### Required action
If a line in the material below has the string "instance", copy it out.
········
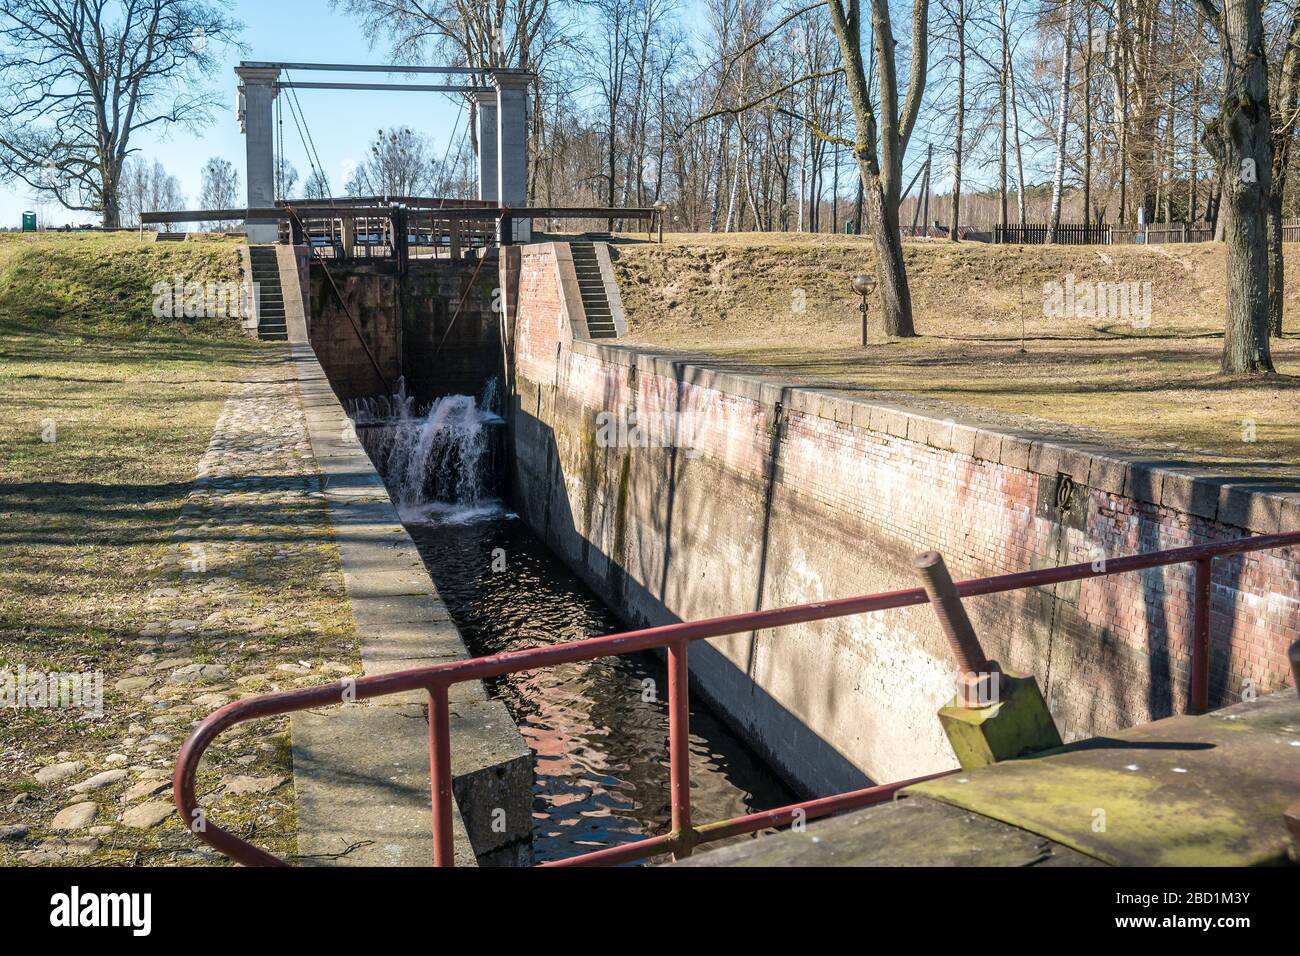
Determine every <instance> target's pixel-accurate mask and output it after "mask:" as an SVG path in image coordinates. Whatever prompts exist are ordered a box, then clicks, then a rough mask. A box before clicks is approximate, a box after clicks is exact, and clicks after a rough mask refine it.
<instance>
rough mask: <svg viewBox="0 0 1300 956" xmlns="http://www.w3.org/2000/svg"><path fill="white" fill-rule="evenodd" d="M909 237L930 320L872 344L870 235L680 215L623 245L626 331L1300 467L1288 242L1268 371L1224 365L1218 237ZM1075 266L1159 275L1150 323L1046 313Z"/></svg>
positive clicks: (792, 369) (1220, 248) (961, 399)
mask: <svg viewBox="0 0 1300 956" xmlns="http://www.w3.org/2000/svg"><path fill="white" fill-rule="evenodd" d="M642 238H643V237H642ZM905 251H906V260H907V269H909V280H910V287H911V295H913V308H914V319H915V324H917V330H918V333H919V337H918V338H910V339H884V338H880V337H879V336H878V334H874V337H872V341H871V343H870V345H868V346H867V347H863V346H862V345H861V341H859V336H861V315H859V312H858V303H859V299H858V297H857V295H854V294H853V293H852V290H850V289H849V280H850V278H852V276H853V274H854V273H857V272H863V271H866V272H871V268H870V267H871V263H872V259H874V258H872V254H871V246H870V243H868V242H866V241H865V239H862V238H855V237H842V235H794V234H781V235H771V234H758V233H745V234H732V235H705V234H694V233H689V234H680V233H679V234H667V235H666V242H664V243H663V245H662V246H660V245H655V243H638V245H624V246H619V247H617V252H619V260H617V264H616V269H617V276H619V285H620V290H621V294H623V302H624V306H625V308H627V312H628V323H629V337H628V339H627V341H629V342H632V343H638V345H646V346H654V347H660V349H675V350H685V351H689V352H697V354H705V355H708V356H711V358H714V359H716V360H718V362H716V363H714V364H723V365H735V367H750V368H753V367H755V365H757V367H762V368H764V369H768V371H771V372H772V373H774V375H776V376H779V377H781V378H785V380H789V381H800V382H806V384H818V385H822V386H826V385H835V386H839V388H844V389H849V390H854V392H862V393H866V394H868V395H871V397H876V398H880V399H881V401H896V402H901V403H910V405H913V406H923V407H931V408H935V410H939V411H943V412H944V414H952V415H961V414H962V410H963V407H965V408H970V407H975V408H978V410H980V412H982V414H980V418H984V419H985V420H988V421H989V423H991V424H998V423H1006V424H1009V425H1015V424H1018V425H1024V424H1027V421H1026V420H1027V419H1030V420H1032V423H1037V424H1039V425H1040V427H1041V425H1044V424H1048V427H1050V428H1053V429H1054V431H1062V428H1061V427H1063V429H1065V431H1074V432H1075V433H1080V434H1087V436H1088V437H1093V438H1101V440H1104V441H1110V442H1112V444H1115V445H1121V446H1126V447H1132V449H1143V450H1149V451H1158V453H1161V454H1169V453H1177V454H1178V457H1180V458H1190V459H1193V460H1201V462H1206V463H1214V464H1217V466H1225V470H1226V471H1240V470H1249V471H1251V473H1294V472H1295V468H1294V466H1296V464H1300V415H1297V414H1296V405H1297V401H1300V377H1297V373H1300V319H1297V317H1296V315H1297V310H1300V250H1297V248H1296V247H1295V246H1294V245H1288V246H1287V287H1288V290H1291V291H1290V293H1288V295H1287V308H1288V313H1287V321H1286V332H1287V336H1286V337H1284V338H1282V339H1274V342H1273V352H1274V362H1275V364H1277V368H1278V375H1277V376H1271V377H1268V378H1245V377H1230V376H1222V375H1219V372H1218V360H1219V351H1221V347H1222V328H1223V282H1225V259H1223V247H1222V246H1221V245H1217V243H1195V245H1187V246H1151V247H1141V246H1065V247H1054V248H1045V247H1041V246H1037V247H1035V246H1027V247H1015V246H991V245H984V243H974V242H963V243H950V242H946V241H936V239H917V241H909V242H907V243H905ZM1070 276H1073V281H1074V285H1075V286H1076V287H1082V286H1083V285H1084V284H1101V282H1135V284H1138V285H1136V286H1135V290H1136V293H1138V295H1139V297H1141V295H1144V293H1145V287H1144V284H1149V302H1151V313H1149V324H1144V317H1143V316H1141V315H1138V316H1134V315H1132V313H1130V315H1128V316H1115V315H1110V316H1106V315H1087V313H1084V315H1080V313H1079V311H1074V312H1073V313H1071V315H1069V316H1060V317H1048V316H1045V315H1044V304H1045V299H1047V295H1048V293H1047V291H1045V284H1050V282H1056V284H1060V285H1061V286H1065V285H1066V284H1067V281H1069V277H1070ZM1139 300H1140V299H1139ZM1135 317H1136V321H1134V319H1135ZM876 328H878V329H879V326H876ZM1022 334H1023V351H1022ZM1260 460H1273V462H1278V463H1282V466H1284V467H1279V468H1273V467H1260V466H1258V464H1256V463H1257V462H1260Z"/></svg>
········
### Solution to the problem
Determine every <instance> target's pixel-accurate mask and output it after "mask:" as an SVG path in image coordinates. Whatever prompts exist are ordered a box, then clicks, then a rough mask. A box before clicks is approximate, a box after clicks is exact, and clicks after a rough mask refine it.
<instance>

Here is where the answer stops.